↓

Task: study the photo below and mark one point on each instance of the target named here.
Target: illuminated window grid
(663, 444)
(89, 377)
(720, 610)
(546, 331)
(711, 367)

↑

Assigned task> Repeat each line of the data exactly as it appears above.

Exercise solution>
Task: study the photo below and mark one point on each instance of the target named here.
Target: illuminated window grid
(663, 444)
(89, 377)
(720, 610)
(546, 331)
(711, 367)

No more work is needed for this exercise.